» **Article**
******

Let’s start with the hardware: The trainer itself is compact, and it’s easy to stow behind a couch or in a closet. Set-up is quick and easy, and we had no problems connecting a bike at the axle. The rear wheel rests against the roller that self-adjusts, so you won’t have to fiddle with wheel placement. Two telescoping arms jut from either side of the base to provide lateral stability. At moderate cadences the trainer stays put, but during hard efforts, particularly out of the saddle, the telescoping arms don’t seem to do much to prevent wobble and tipping. We were never in danger of tipping over, but there’s enough movement to make for an unbalanced feel.
Resistance adjusts automatically as you climb, speed up or slow down, and put in varying levels of effort. Bkool claims the trainer simulates slopes up to 20 percent, and resistance up to 1,200 watts. The noise level was pretty minimal at a claimed 75 decibels. The ramp-up is pretty smooth, especially for a wheel-based resistance set-up (units like Wahoo’s Kickr are direct-drive, which means you remove your rear wheel and mount the dropouts directly to the trainer).
Setting up your account is pretty simple, and Bkool includes one year of a premium subscription with purchase, so you have access to the full suite of the simulator’s capabilities, like different camera angles and a greater breadth of scenery and ride options. The user interface got a makeover too, so now it’s much easier to navigate, though you’re still going to have to sit through some buffering due to the internet-based system.
Speaking of the internet, if your connection is slow, you’ll run into some problems, like disappearing scenery or other visual anomalies. When your connection is strong, the graphics can be a bit ho-hum, but if you’re more focused on riding with the competition, this doesn’t matter a whole lot. It’s simply a subtle reminder that you’re indoors, riding in a virtual world.

******

» **Material supplied**
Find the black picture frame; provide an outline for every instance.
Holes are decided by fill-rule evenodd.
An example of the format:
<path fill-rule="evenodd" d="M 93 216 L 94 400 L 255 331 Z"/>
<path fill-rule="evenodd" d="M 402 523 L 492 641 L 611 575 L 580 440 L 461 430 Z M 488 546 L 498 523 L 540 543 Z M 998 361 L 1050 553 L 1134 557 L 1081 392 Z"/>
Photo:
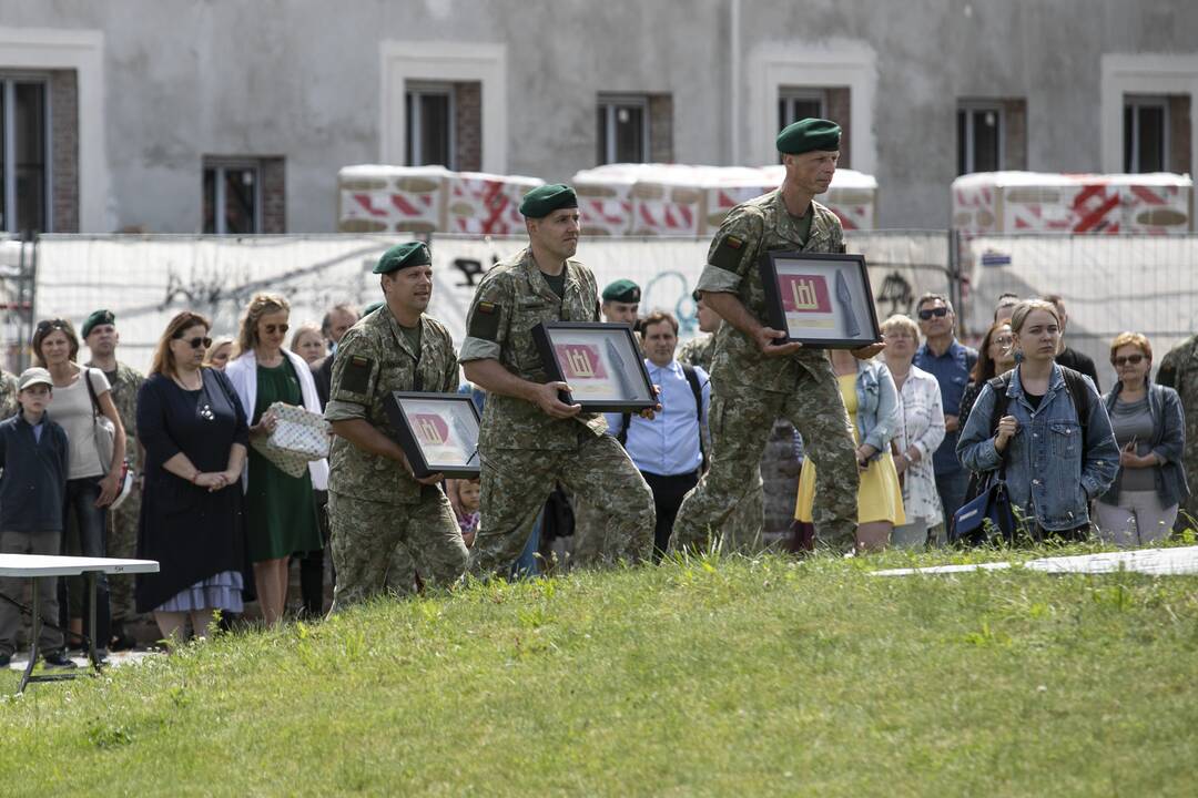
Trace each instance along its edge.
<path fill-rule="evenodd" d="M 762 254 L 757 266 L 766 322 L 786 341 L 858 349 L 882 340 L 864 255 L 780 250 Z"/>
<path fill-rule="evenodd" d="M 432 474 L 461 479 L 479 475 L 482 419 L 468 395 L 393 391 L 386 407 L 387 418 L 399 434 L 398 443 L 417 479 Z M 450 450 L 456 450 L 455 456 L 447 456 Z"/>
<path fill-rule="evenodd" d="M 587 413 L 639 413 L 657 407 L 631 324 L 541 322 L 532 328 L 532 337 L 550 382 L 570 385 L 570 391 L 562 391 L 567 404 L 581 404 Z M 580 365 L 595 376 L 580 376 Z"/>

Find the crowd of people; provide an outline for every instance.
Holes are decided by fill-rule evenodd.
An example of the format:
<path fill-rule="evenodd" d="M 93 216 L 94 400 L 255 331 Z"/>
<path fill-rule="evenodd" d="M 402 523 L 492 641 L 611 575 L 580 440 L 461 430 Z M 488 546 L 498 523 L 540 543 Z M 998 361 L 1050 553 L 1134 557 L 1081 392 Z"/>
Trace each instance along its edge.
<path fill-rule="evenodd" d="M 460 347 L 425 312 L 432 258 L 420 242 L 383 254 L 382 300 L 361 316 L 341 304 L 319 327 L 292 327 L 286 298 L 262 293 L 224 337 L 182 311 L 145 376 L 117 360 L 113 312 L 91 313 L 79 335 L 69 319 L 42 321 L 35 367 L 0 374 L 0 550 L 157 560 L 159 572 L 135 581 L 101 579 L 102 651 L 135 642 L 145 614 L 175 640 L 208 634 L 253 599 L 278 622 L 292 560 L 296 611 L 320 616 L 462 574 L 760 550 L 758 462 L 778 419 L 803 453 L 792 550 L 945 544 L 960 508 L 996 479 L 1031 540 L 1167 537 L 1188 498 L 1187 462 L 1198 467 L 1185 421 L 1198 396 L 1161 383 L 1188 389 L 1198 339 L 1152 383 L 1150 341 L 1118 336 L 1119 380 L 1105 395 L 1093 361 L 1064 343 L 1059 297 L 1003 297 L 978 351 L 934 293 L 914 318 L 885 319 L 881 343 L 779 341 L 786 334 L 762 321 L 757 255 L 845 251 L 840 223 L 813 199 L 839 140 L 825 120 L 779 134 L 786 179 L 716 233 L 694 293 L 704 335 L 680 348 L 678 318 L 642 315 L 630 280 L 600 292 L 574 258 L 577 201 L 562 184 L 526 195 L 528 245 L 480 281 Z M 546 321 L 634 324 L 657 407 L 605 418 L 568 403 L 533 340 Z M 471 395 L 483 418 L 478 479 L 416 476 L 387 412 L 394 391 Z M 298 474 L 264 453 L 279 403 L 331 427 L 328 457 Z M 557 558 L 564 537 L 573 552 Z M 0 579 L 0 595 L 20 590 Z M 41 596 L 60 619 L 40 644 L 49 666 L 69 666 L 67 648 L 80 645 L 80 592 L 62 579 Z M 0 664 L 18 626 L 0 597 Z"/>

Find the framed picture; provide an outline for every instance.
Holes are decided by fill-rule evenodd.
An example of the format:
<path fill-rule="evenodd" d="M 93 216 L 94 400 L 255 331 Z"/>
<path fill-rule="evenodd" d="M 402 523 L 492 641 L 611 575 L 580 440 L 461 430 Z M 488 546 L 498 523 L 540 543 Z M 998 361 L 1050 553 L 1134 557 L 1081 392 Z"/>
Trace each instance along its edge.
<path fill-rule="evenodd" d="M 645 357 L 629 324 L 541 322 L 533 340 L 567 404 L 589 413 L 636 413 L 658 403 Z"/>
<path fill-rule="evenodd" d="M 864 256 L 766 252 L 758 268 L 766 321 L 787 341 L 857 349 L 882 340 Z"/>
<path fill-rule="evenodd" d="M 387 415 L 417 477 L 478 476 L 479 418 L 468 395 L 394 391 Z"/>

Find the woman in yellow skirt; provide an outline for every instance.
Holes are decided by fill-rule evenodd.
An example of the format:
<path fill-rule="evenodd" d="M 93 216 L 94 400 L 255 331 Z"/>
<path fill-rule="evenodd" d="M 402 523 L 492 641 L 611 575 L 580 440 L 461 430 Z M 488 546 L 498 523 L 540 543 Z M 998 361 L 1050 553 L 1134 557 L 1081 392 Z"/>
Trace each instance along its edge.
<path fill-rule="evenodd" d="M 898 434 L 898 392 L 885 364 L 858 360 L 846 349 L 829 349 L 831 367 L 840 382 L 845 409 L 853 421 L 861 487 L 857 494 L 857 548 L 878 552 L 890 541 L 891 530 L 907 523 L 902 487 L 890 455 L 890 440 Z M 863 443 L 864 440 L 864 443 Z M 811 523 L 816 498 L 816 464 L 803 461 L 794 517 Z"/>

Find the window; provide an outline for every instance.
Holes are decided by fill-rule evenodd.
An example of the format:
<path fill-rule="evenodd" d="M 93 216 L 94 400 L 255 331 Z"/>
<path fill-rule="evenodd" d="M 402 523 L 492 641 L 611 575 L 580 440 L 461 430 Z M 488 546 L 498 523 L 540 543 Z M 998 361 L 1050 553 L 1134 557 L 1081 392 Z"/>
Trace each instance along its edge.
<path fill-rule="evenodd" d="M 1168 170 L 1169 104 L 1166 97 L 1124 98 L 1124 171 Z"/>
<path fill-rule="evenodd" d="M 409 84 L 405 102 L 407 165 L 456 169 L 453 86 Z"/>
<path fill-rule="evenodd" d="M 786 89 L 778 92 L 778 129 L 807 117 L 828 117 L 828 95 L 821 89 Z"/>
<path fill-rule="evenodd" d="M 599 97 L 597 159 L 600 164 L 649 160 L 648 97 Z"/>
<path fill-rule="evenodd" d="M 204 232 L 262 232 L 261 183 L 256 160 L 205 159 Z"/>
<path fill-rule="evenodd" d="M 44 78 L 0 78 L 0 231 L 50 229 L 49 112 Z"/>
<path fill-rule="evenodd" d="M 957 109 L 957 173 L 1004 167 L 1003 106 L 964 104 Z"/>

******

» **Your tasks**
[A] Answer these questions from the bike trainer review:
(i) What maximum slope does Bkool claim the trainer can simulate?
(ii) How long a premium subscription does Bkool include with purchase?
(iii) What problems does the review say a slow internet connection can cause?
[B] Write the next part of the bike trainer review, picking up after its final sentence.
The records have nothing to do with the bike trainer review.

» **Outputs for the tasks**
[A]
(i) Slopes up to 20 percent.
(ii) One year.
(iii) Disappearing scenery or other visual anomalies.

[B]
That said, it’s very cool to be able to ride anywhere in the world and get a sense of what some of the most famous routes are all about. You’ll even get real-time weather conditions, so if it’s raining on Galibier, it will be raining in your virtual world. The on-screen data is also handy for tailoring your workout: the basics like power, heart rate, and speed, along with post-ride analytics and more.
Perhaps the biggest advantage to the Bkool is the ability to ride with friends. If you’ve got a mic hooked up to your computer, you can even chat with your riding buddies. But if you’re looking to join a group of strangers, and you live in the U.S., you might find your options limited. Bkool has caught on in Spain, where the company is based, which means many of the virtual riders are on European time.
At this price, you’ll be hard-pressed to find a better smart trainer that offers a complete virtual world to keep your indoor sessions fresh. But if you’re looking for a more consistent resistance unit for real training sessions, and price isn’t a big deal, a direct-drive system like the Kickr from Wahoo is a better bet (it offers up to 2,000 watts of resistance). But if you’re looking to stave off boredom while you get a workout, the Bkool is a stellar choice.